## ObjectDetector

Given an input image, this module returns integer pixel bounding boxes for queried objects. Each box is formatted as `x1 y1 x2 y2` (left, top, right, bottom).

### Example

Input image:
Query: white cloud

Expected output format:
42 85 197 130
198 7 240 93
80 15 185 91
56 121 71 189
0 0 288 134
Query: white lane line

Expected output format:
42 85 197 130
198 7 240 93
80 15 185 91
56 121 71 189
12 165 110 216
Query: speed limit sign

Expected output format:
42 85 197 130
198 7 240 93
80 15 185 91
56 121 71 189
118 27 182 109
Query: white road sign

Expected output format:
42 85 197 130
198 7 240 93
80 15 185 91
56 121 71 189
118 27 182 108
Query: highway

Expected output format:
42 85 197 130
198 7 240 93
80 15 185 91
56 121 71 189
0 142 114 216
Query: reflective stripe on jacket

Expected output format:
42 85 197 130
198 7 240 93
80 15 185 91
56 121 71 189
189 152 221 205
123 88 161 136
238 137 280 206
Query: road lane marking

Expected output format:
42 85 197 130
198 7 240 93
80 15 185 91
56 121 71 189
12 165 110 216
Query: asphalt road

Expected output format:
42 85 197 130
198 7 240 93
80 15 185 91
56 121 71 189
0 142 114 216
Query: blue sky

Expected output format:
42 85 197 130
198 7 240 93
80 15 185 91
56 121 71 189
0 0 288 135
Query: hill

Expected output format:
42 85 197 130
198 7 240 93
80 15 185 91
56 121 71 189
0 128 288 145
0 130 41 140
________________________________________
** Your task **
Copy every line above without any change.

** Right answer **
## ObjectDetector

Given an input image, this module returns integer pixel bounding boxes for queried objects. Each box is formatted as `x1 y1 x2 y2` (left, top, right, bottom).

### Example

Input image:
Query: white cloud

Expected output format:
42 85 197 130
198 7 240 93
80 15 185 91
56 121 71 189
0 0 288 134
Query: white lane line

Expected output format:
42 85 197 130
198 7 240 93
80 15 185 91
56 121 71 189
12 165 110 216
Query: speed limit sign

Expected output format:
42 85 197 130
198 7 240 93
80 15 185 91
56 121 71 189
118 27 182 109
Query: white road sign

Expected output format:
42 85 197 130
198 7 240 93
80 15 185 91
56 121 71 189
118 27 182 108
Query: highway

Expected output format:
42 85 197 130
198 7 240 93
80 15 185 91
56 121 71 189
0 142 114 216
Query: reflective stripe on jacket

Expected output format:
42 85 197 130
198 7 240 93
80 15 185 91
56 121 71 189
189 152 221 205
123 88 161 136
238 137 280 206
Query: road lane marking

Expected output format:
42 85 197 130
198 7 240 93
80 15 185 91
56 121 71 189
12 165 110 216
Query: asphalt road

Expected output format:
42 85 197 130
198 7 240 93
80 15 185 91
56 121 71 189
0 142 114 216
Query: blue sky

Expected output format:
42 85 197 130
198 7 240 93
80 15 185 91
56 121 71 189
0 0 288 135
Query: hill

Expected output format:
42 85 197 130
198 7 240 93
80 15 185 91
56 121 71 189
0 128 288 145
0 130 41 140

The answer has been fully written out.